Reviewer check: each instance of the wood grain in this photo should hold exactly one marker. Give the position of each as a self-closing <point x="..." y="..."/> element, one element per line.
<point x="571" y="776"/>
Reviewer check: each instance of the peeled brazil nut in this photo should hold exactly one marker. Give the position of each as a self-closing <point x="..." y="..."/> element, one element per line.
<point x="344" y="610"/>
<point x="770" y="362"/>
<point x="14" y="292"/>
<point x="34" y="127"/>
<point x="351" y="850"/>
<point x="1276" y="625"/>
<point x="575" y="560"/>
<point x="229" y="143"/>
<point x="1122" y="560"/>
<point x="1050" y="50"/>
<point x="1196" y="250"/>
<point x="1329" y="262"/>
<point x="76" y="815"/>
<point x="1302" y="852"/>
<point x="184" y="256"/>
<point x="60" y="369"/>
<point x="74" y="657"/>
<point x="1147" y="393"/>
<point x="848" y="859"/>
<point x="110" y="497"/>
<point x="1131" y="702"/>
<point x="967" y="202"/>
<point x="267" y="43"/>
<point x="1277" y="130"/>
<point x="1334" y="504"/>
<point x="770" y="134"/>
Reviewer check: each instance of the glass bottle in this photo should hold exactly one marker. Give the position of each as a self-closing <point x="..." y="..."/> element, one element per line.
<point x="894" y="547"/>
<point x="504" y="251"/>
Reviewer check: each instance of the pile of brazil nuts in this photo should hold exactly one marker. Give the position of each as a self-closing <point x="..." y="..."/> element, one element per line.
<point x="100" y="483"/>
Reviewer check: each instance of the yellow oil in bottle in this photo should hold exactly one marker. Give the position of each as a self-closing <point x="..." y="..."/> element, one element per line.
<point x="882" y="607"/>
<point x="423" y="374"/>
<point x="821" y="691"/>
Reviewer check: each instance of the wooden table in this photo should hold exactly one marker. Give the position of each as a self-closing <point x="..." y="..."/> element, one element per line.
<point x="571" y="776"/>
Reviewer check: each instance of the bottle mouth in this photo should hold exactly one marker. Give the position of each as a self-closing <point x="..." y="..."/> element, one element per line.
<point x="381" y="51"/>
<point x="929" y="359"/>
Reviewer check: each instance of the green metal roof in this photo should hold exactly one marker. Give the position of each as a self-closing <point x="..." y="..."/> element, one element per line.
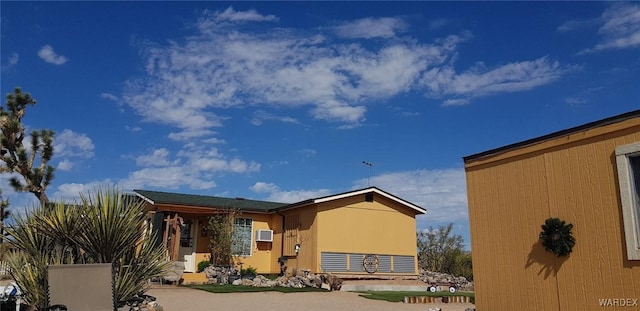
<point x="241" y="204"/>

_About this exercise_.
The listing above should be repeated word for word, with every image left out.

_Answer to the problem_.
Reviewer check: each instance of the wood grain in this photo should hold exactly one marker. Give the position of each as a self-closing <point x="..." y="..."/> element, one element per line.
<point x="571" y="776"/>
Reviewer check: each instance of the peeled brazil nut in this photo should hold exactly one marker. Give the position of each as a self-closing <point x="..." y="..."/> element, one element per line.
<point x="344" y="610"/>
<point x="770" y="362"/>
<point x="14" y="292"/>
<point x="34" y="127"/>
<point x="351" y="850"/>
<point x="1276" y="625"/>
<point x="575" y="560"/>
<point x="229" y="143"/>
<point x="1122" y="560"/>
<point x="1050" y="50"/>
<point x="1196" y="250"/>
<point x="1329" y="262"/>
<point x="76" y="815"/>
<point x="1302" y="852"/>
<point x="184" y="256"/>
<point x="60" y="369"/>
<point x="74" y="657"/>
<point x="1147" y="393"/>
<point x="848" y="859"/>
<point x="110" y="497"/>
<point x="1131" y="702"/>
<point x="967" y="202"/>
<point x="267" y="43"/>
<point x="1277" y="130"/>
<point x="1334" y="504"/>
<point x="770" y="134"/>
Reviewer check: each instance of the glass bottle in this photo should hold exactly one marker. Give the position of each as a self-closing <point x="..." y="..."/> element, one element per line.
<point x="894" y="547"/>
<point x="504" y="251"/>
Reviewer check: each instance of the pile of brazil nuts in this photo should hold exactly one marker. Give the position of each as a self-closing <point x="..." y="..."/> element, one element per line.
<point x="100" y="483"/>
Reviewer check: each instance of the yellow oil in bottle in this photo should hold exactly one marker. Give the position of each as a self-closing <point x="..." y="..."/> element, one element per line.
<point x="882" y="607"/>
<point x="423" y="374"/>
<point x="821" y="691"/>
Reviewer check: each instance of the wooden table in this photo should hold exactly one marker. Give the position of each as a self-closing <point x="..." y="..."/> element, one element per line.
<point x="571" y="776"/>
Reviewer check: each instance of the bottle mouth in this photo should hold exactly one marker. Give the position of each as a self-closing <point x="..." y="..."/> element, one element per line.
<point x="381" y="51"/>
<point x="929" y="359"/>
Reviewer check: each instance of the green metal roof in this photo should hold exactly one marker. Give the position of each as a self-closing <point x="..." y="..."/> element, one element per line.
<point x="241" y="204"/>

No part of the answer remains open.